EXERCISE BRIEF => Your answer should be the number of lines in the listing that hold the string "rough", with no other words.

GIVEN ENTRIES =>

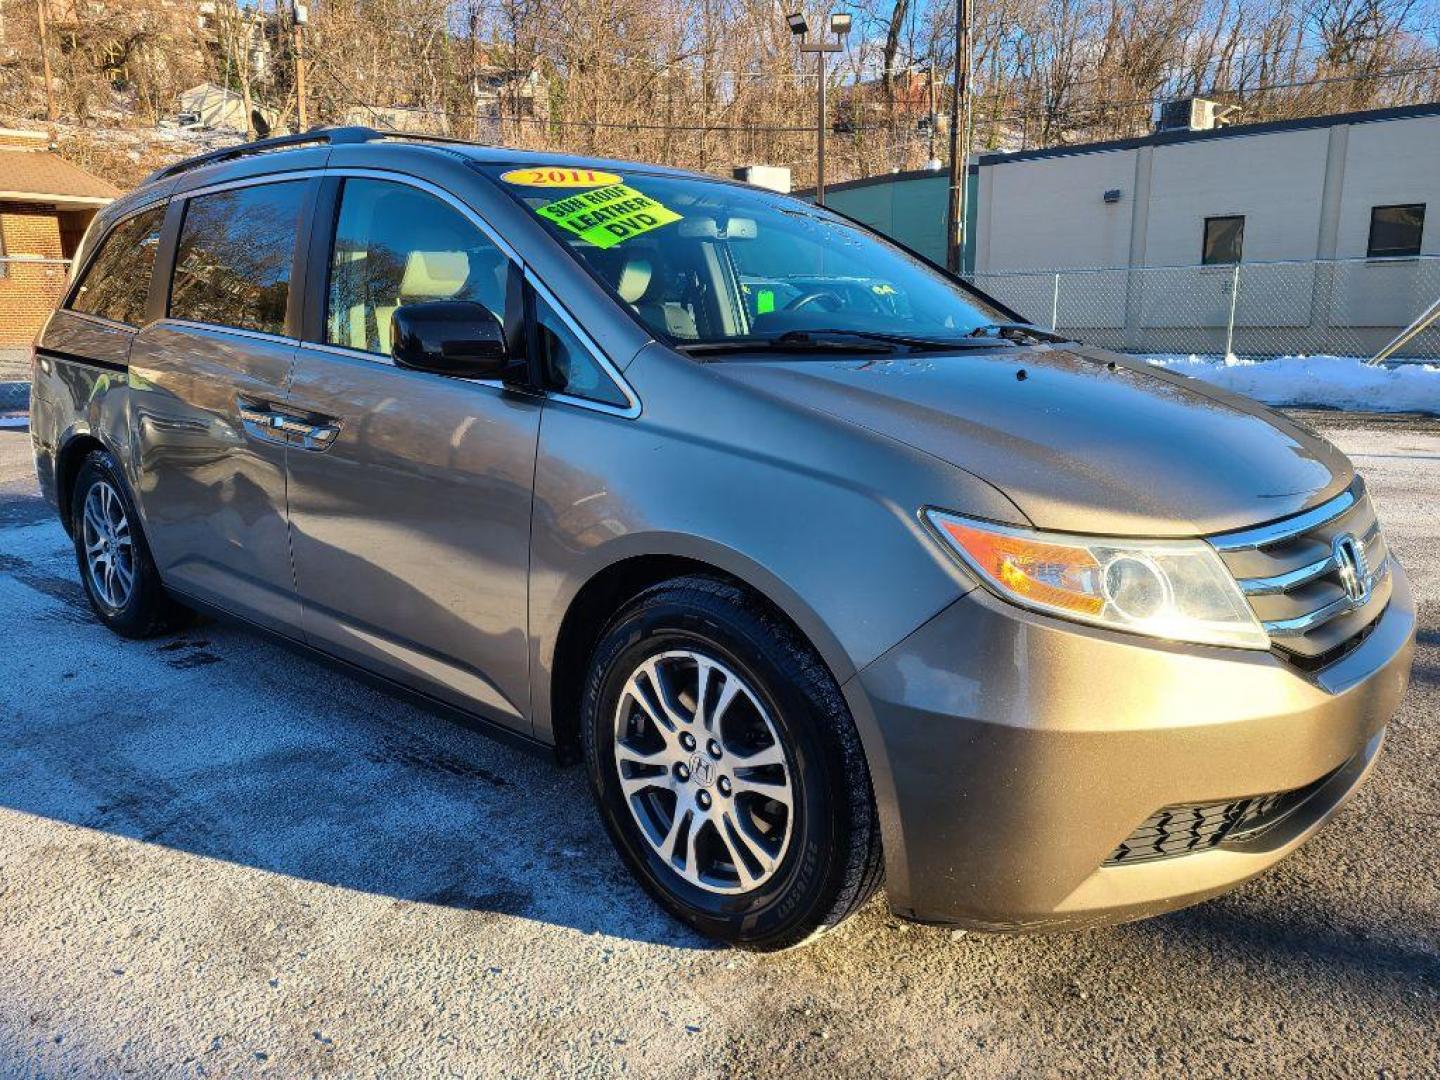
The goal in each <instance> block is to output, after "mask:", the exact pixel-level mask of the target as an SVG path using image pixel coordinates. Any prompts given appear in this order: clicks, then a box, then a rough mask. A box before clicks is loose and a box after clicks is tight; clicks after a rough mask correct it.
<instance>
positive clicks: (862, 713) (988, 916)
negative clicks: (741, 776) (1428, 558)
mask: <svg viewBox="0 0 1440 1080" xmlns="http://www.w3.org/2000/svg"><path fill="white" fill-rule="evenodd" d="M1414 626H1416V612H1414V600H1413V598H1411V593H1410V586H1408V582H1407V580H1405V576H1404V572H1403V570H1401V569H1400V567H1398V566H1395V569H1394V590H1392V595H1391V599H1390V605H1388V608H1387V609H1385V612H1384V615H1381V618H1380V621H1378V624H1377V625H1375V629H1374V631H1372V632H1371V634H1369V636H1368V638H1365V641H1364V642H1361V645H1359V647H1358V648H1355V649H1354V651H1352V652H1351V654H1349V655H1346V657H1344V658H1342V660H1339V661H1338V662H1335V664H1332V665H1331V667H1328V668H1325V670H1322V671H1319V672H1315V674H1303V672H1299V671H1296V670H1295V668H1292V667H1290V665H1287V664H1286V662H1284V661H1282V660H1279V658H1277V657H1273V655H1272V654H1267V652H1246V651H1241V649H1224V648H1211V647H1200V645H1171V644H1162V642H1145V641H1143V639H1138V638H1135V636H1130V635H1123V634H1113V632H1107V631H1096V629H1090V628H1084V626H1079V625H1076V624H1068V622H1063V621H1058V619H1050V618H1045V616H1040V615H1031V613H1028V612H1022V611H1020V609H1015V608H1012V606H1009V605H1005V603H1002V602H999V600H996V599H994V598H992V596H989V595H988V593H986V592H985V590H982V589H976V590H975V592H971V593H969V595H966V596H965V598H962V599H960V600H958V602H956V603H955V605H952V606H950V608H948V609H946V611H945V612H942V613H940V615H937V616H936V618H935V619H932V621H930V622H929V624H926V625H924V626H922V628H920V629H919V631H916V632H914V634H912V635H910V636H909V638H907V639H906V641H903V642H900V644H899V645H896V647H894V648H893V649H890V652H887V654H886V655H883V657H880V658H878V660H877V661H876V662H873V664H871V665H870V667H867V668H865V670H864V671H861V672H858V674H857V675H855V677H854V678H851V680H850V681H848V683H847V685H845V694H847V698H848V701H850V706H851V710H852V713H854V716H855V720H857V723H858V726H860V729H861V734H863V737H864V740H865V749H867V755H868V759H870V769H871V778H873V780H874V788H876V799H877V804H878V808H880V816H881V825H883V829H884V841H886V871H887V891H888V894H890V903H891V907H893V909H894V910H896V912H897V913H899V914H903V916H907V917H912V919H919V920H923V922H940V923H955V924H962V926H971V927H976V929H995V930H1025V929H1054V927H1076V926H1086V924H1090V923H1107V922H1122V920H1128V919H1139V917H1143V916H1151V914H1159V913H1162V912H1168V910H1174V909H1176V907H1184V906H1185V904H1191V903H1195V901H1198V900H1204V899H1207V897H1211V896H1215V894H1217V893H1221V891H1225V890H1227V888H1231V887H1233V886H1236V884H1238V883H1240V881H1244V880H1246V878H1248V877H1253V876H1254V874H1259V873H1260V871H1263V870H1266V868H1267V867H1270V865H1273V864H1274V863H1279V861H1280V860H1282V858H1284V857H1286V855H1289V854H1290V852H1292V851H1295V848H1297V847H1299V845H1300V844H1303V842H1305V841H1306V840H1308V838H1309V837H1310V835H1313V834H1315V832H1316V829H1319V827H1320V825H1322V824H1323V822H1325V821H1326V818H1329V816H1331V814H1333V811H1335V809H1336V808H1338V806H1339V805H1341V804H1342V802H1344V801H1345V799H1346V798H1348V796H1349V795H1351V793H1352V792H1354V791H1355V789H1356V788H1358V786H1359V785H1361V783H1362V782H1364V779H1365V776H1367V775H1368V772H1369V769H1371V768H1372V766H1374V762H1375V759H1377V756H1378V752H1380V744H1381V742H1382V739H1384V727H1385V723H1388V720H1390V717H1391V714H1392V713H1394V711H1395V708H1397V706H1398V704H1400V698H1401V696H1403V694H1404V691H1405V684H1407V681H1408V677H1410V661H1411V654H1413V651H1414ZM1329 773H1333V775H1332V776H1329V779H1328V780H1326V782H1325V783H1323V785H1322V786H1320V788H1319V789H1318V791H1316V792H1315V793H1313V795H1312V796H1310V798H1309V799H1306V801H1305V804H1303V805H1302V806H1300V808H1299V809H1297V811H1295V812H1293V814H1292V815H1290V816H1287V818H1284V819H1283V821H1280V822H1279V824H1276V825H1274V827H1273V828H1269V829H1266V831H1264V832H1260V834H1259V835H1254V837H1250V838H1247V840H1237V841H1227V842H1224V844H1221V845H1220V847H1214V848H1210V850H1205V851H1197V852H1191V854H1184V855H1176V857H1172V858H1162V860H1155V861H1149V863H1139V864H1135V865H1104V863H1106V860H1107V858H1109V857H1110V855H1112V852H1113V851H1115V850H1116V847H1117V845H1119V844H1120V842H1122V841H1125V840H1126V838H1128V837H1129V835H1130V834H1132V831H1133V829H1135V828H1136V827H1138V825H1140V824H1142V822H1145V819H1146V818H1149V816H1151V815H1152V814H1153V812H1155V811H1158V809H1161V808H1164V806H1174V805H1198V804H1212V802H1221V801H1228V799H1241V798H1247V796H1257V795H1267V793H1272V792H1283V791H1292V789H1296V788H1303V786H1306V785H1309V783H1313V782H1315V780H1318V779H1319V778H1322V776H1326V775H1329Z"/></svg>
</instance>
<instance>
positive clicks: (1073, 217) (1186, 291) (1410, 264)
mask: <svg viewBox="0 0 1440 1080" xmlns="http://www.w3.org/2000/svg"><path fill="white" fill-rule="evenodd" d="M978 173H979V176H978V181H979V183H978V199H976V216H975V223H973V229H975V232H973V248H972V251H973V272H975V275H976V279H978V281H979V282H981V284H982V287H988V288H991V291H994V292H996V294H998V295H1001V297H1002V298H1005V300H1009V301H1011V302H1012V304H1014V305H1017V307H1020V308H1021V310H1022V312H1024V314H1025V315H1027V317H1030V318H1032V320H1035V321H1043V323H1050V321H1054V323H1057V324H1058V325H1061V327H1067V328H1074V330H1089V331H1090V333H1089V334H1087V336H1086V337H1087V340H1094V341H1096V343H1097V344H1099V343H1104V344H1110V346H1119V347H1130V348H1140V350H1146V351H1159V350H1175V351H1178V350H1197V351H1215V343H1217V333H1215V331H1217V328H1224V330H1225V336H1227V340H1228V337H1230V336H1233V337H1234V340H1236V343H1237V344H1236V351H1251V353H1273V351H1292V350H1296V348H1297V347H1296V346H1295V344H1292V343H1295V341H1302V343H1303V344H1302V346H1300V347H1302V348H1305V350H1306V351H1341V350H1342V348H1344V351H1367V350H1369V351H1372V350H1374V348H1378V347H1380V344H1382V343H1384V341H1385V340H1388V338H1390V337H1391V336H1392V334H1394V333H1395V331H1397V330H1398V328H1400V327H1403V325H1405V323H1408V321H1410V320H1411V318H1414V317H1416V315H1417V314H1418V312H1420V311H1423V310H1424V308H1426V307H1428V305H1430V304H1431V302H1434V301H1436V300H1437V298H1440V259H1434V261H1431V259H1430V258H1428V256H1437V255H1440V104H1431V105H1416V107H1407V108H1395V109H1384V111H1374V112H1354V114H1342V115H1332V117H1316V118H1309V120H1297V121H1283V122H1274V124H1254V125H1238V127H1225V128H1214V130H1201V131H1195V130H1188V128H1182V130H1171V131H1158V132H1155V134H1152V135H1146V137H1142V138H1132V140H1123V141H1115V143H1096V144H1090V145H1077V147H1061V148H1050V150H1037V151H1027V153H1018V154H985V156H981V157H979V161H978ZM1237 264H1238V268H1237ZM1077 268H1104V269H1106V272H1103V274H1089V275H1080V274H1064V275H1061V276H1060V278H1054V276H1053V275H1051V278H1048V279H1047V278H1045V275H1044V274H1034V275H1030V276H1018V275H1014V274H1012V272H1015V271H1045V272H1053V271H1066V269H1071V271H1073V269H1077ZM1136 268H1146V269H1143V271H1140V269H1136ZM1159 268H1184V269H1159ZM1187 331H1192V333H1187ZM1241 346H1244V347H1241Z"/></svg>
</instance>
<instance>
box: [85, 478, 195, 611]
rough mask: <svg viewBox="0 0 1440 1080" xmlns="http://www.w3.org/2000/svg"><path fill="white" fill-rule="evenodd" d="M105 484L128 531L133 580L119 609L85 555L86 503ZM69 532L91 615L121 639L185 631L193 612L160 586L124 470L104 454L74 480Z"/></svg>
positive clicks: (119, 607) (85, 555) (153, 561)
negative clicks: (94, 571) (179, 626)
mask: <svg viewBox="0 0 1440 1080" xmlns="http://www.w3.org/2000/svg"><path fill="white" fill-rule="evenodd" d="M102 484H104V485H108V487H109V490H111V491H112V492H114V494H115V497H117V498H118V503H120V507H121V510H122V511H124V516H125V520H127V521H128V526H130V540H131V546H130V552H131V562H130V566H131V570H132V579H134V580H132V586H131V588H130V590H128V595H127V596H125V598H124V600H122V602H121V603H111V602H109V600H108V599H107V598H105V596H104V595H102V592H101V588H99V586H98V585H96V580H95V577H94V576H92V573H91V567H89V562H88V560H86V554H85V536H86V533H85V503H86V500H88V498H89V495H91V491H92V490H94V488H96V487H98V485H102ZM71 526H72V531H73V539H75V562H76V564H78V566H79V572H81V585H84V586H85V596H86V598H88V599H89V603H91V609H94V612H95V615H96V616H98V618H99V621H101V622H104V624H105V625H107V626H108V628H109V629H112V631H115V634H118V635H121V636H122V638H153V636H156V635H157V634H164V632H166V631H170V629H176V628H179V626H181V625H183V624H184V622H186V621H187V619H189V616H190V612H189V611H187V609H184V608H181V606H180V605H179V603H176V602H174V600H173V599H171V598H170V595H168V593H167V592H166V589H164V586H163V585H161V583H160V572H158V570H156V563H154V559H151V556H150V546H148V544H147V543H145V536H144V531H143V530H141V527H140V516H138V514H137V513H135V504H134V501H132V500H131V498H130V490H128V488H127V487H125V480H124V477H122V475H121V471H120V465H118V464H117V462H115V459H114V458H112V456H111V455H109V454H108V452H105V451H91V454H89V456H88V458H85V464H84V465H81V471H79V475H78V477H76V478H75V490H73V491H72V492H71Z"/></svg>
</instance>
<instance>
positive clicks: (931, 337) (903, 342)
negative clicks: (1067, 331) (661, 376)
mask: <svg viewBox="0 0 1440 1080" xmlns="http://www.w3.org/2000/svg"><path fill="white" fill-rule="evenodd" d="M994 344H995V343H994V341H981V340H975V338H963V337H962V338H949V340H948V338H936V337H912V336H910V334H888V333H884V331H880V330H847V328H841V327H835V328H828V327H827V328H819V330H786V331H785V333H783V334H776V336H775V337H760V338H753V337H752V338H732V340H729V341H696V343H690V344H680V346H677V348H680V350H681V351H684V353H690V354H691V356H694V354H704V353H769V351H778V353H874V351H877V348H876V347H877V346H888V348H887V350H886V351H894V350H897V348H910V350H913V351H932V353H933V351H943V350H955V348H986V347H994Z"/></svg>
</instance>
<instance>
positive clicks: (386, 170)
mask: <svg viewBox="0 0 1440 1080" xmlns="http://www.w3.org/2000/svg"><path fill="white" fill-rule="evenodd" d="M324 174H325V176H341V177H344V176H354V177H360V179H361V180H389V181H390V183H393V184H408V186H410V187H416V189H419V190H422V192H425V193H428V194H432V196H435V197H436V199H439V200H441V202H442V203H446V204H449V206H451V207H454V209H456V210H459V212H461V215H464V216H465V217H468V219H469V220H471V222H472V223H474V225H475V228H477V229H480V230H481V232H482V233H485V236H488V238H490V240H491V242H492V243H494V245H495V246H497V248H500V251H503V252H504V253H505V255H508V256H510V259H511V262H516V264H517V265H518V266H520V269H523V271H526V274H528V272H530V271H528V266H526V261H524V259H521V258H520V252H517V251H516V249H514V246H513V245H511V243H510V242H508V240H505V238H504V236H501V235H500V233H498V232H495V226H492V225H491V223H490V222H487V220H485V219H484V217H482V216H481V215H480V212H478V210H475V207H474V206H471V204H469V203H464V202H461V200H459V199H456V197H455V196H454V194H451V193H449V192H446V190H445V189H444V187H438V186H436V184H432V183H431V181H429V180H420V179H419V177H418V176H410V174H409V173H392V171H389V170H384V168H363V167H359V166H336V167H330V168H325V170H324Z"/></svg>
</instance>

SOLUTION FOR THIS TASK => 2